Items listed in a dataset
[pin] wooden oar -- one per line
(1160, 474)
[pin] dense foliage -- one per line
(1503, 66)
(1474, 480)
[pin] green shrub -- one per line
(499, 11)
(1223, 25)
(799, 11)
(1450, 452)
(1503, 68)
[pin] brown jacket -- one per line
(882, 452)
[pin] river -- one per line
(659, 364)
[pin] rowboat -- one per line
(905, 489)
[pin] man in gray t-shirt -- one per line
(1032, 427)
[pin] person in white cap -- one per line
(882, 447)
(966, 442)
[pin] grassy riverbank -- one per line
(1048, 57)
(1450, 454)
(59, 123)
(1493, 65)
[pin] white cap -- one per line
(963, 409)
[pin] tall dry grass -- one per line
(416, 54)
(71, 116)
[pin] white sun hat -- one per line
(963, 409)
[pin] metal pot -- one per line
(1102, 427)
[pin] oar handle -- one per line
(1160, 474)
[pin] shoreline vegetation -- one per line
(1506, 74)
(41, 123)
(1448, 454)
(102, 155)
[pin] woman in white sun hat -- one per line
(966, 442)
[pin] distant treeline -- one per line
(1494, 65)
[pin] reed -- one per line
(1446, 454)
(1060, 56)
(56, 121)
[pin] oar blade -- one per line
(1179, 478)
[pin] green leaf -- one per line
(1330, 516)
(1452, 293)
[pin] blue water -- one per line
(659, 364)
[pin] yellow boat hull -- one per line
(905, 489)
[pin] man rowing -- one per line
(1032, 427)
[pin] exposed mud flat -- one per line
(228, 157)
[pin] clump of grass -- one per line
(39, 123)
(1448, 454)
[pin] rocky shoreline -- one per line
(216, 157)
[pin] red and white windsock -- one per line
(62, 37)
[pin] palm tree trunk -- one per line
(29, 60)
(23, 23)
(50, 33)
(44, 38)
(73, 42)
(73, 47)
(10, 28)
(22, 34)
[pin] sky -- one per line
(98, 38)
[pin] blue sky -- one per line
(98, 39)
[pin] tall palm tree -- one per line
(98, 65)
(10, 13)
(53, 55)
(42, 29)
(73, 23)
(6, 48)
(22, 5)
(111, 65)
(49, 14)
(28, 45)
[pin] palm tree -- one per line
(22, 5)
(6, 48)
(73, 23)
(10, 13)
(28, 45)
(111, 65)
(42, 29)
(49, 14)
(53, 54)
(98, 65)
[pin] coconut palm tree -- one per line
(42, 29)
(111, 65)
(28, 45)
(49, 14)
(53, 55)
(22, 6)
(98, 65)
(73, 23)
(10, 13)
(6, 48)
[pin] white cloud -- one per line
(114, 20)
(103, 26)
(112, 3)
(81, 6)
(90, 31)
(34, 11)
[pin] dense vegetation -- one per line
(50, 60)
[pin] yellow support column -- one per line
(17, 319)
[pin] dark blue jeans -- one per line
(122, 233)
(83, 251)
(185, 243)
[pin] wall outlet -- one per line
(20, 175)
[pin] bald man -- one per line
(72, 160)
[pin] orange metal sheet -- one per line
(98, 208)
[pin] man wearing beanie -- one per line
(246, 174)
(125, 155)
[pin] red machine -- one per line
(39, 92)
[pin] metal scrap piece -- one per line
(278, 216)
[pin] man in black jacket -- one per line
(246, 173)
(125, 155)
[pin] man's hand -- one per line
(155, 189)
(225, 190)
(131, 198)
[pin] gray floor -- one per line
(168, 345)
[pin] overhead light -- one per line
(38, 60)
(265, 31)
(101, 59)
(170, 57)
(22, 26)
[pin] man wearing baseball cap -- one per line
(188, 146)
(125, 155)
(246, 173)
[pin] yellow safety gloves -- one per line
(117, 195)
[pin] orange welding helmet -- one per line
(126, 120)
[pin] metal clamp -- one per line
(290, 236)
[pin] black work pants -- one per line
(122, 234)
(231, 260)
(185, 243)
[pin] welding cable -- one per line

* **Objective**: Update the items above by replacing every "palm tree" with "palm". Reproduce the items in full with all other text left unchanged.

* **Solution to the exercise**:
[pin] wooden oar -- one per line
(1160, 474)
[pin] dense foliage -- one per line
(1503, 66)
(1474, 480)
[pin] green shrub -- one per line
(499, 11)
(1223, 25)
(799, 11)
(1450, 452)
(1503, 68)
[pin] brown jacket -- one per line
(882, 452)
[pin] river -- one per line
(659, 364)
[pin] rowboat -- one per line
(905, 489)
[pin] man in gray t-shirt -- one per line
(1032, 427)
[pin] person in white cap -- one per line
(882, 447)
(966, 442)
[pin] grassy riverbank -- one per line
(1048, 57)
(1450, 454)
(59, 123)
(1493, 65)
[pin] white cap -- one per line
(963, 409)
[pin] tall dry grass -- one per line
(416, 54)
(71, 116)
[pin] white sun hat -- one per line
(963, 409)
[pin] metal pot -- one per line
(1102, 427)
[pin] oar handle -- one per line
(1160, 474)
[pin] shoreline vegetation -- one per line
(1506, 74)
(41, 123)
(1448, 454)
(102, 155)
[pin] woman in white sun hat -- one per line
(966, 442)
[pin] distant treeline -- one per line
(1494, 65)
[pin] reed -- one per line
(1446, 454)
(1060, 56)
(56, 121)
[pin] oar blade -- one per line
(1179, 478)
[pin] green leaf -- one per line
(1330, 516)
(1452, 293)
[pin] blue water -- one per line
(659, 364)
[pin] yellow boat hull -- one per line
(905, 489)
[pin] man rowing -- one per line
(1032, 427)
[pin] exposed mud flat -- one per line
(228, 157)
[pin] clump of grass -- one per line
(39, 123)
(1448, 454)
[pin] rocky shoreline -- one per line
(216, 157)
[pin] red and white windsock -- one per line
(62, 37)
[pin] palm trunk -- one per line
(29, 60)
(23, 23)
(50, 33)
(44, 38)
(73, 42)
(73, 47)
(10, 28)
(22, 34)
[pin] sky -- one per line
(98, 38)
[pin] blue sky -- one per line
(98, 39)
[pin] tall palm -- one per line
(98, 65)
(10, 13)
(53, 55)
(42, 29)
(73, 23)
(6, 48)
(22, 5)
(111, 65)
(49, 14)
(28, 45)
[pin] palm -- one per line
(22, 5)
(6, 48)
(73, 23)
(10, 13)
(28, 45)
(111, 65)
(42, 29)
(49, 14)
(53, 54)
(98, 65)
[pin] coconut palm -- one per line
(42, 29)
(111, 65)
(28, 45)
(49, 14)
(53, 55)
(22, 6)
(98, 65)
(73, 23)
(10, 13)
(6, 48)
[pin] white cloud -- one per line
(114, 20)
(103, 26)
(112, 3)
(81, 6)
(90, 31)
(34, 11)
[pin] dense vegetation -- one per line
(50, 60)
[pin] yellow support column -- one per line
(17, 319)
[pin] dark blue jeans -- one per line
(122, 233)
(83, 251)
(185, 243)
[pin] wall outlet -- one per line
(20, 175)
[pin] bald man -- one per line
(72, 160)
[pin] orange metal sheet -- one per line
(98, 208)
[pin] man wearing beanie -- one per line
(246, 174)
(125, 155)
[pin] red machine -- one per line
(39, 92)
[pin] metal scrap piece -- one per line
(278, 216)
[pin] man in black jacket -- one per line
(246, 173)
(125, 155)
[pin] man's hand -- one per line
(155, 189)
(225, 190)
(131, 198)
[pin] gray floor -- one per line
(168, 345)
[pin] overhead light -- one per line
(38, 60)
(265, 31)
(101, 59)
(170, 57)
(22, 26)
[pin] man wearing baseball cap -- one per line
(188, 146)
(125, 155)
(246, 173)
[pin] yellow safety gloves -- one per line
(117, 195)
[pin] orange welding helmet -- one per line
(126, 120)
[pin] metal clamp -- one per line
(290, 236)
[pin] black work pants -- one per line
(122, 234)
(231, 260)
(185, 243)
[pin] welding cable -- one per line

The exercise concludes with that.